PROBLEM TO SOLVE:
Reproduce each of the items below line by line, character for character, with nothing changed, added, or left out.
-- begin --
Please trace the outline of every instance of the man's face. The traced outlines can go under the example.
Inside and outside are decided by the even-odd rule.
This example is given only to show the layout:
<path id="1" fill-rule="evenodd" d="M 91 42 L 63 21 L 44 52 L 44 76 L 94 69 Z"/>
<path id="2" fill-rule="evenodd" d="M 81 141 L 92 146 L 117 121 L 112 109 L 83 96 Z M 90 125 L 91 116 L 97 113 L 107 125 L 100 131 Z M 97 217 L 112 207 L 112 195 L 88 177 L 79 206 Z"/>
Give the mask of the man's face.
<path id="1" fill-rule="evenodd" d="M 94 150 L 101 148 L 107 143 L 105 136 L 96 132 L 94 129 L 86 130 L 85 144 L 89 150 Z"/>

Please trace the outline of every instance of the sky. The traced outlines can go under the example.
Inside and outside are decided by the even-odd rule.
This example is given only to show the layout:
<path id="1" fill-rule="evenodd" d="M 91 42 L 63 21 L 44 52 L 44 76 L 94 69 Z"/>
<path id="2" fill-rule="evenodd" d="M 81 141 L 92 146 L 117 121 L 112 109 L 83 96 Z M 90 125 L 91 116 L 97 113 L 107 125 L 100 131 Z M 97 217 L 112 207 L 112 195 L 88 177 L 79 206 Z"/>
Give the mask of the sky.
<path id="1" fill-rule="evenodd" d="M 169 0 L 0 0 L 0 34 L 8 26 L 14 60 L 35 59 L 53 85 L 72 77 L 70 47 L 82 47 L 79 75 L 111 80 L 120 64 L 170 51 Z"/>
-- end --
FINAL RESULT:
Please trace the outline of every instance of the man's face. The traced outlines can go under the example.
Inside and outside are decided by the even-odd rule.
This example is given only to show the layout:
<path id="1" fill-rule="evenodd" d="M 91 42 L 63 21 L 44 52 L 44 76 L 94 69 Z"/>
<path id="2" fill-rule="evenodd" d="M 81 141 L 92 146 L 117 121 L 112 109 L 83 96 Z M 90 125 L 91 116 L 97 113 L 107 125 L 100 131 Z M 97 217 L 112 207 L 112 195 L 88 177 L 79 206 Z"/>
Give the mask of the man's face.
<path id="1" fill-rule="evenodd" d="M 94 150 L 101 148 L 107 143 L 105 136 L 96 132 L 94 129 L 86 130 L 85 144 L 89 150 Z"/>

Please trace the outline of every instance of the sky. The traced outlines can go under the example.
Inside and outside are decided by the even-odd rule.
This example is given only to show the layout:
<path id="1" fill-rule="evenodd" d="M 91 42 L 63 21 L 44 52 L 44 76 L 94 69 Z"/>
<path id="2" fill-rule="evenodd" d="M 81 141 L 92 146 L 117 121 L 112 109 L 83 96 Z M 90 125 L 91 116 L 97 113 L 107 125 L 100 131 Z M 97 217 L 112 207 L 112 195 L 88 177 L 79 206 Z"/>
Give the mask of the sky.
<path id="1" fill-rule="evenodd" d="M 169 0 L 0 0 L 0 34 L 8 26 L 14 60 L 35 59 L 53 85 L 72 77 L 70 47 L 82 47 L 79 75 L 111 80 L 120 64 L 170 51 Z"/>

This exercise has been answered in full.